----- PROVIDED DATA -----
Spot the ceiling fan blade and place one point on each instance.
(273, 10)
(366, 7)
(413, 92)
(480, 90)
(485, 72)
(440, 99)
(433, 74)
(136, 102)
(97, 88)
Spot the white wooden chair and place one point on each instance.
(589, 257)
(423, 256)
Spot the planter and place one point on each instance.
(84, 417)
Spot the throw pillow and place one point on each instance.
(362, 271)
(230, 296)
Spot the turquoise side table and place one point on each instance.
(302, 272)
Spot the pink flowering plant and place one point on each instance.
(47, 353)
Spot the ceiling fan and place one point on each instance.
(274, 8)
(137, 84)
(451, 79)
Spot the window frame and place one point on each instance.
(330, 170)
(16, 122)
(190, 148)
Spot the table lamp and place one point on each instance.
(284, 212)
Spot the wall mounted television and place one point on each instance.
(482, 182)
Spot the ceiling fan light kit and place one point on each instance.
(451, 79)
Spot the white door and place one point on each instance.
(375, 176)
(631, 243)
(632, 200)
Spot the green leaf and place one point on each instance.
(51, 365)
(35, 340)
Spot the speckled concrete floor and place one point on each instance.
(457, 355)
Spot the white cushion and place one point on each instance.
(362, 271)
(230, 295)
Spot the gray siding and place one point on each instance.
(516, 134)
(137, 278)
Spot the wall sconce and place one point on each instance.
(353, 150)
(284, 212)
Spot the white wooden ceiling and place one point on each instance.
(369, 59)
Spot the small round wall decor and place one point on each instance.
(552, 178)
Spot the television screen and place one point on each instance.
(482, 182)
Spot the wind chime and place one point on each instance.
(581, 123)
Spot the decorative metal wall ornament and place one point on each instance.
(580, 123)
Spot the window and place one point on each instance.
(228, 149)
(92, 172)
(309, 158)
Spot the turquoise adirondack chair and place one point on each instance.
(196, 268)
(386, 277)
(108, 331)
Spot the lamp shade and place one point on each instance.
-----
EXERCISE AIM
Extract every entry in the listing word for word.

FINAL RESULT
Spot the ceiling fan blade and place one point on each instance.
(273, 10)
(366, 7)
(413, 92)
(480, 90)
(485, 72)
(440, 99)
(433, 74)
(136, 102)
(97, 88)
Spot the white wooden chair and place one point on each instance.
(589, 257)
(423, 256)
Spot the planter and place one point on each instance.
(84, 417)
Spot the throw pillow and place one point on each instance.
(362, 271)
(230, 296)
Spot the turquoise side table and place one point on each instance.
(302, 272)
Spot the pink flowering plant and place one point on each instance.
(47, 353)
Spot the ceiling fan and place one point on each instance.
(274, 8)
(137, 84)
(451, 79)
Spot the window frame and place one point on each instance.
(330, 170)
(16, 122)
(190, 148)
Spot the table lamp and place one point on each instance.
(284, 212)
Spot the wall mounted television and place one point on each instance.
(482, 182)
Spot the ceiling fan light kit and place one point on each instance.
(451, 79)
Spot the white door and place one point on each instance.
(375, 176)
(631, 243)
(632, 200)
Spot the green leaf and place one point on each instance.
(51, 365)
(35, 340)
Spot the speckled concrete floor and place one point on each instance.
(457, 355)
Spot the white cushion and place one point on each instance.
(362, 271)
(230, 295)
Spot the gray siding and place one point on each instance.
(516, 134)
(137, 278)
Spot the wall sconce and place one point on each instance.
(353, 150)
(284, 212)
Spot the white wooden ceiling and place one point on each instance.
(369, 59)
Spot the small round wall decor and place one point on each instance.
(552, 178)
Spot the television screen and place one point on each instance.
(482, 182)
Spot the wind chime and place one point on each instance.
(581, 123)
Spot the decorative metal wall ornament and place one point on each instance.
(580, 123)
Spot the window and place one point on each instance.
(228, 149)
(92, 172)
(309, 158)
Spot the turquoise adirondack chair and place one point on each instance.
(196, 268)
(386, 277)
(108, 331)
Spot the lamp shade and place one point on each instance.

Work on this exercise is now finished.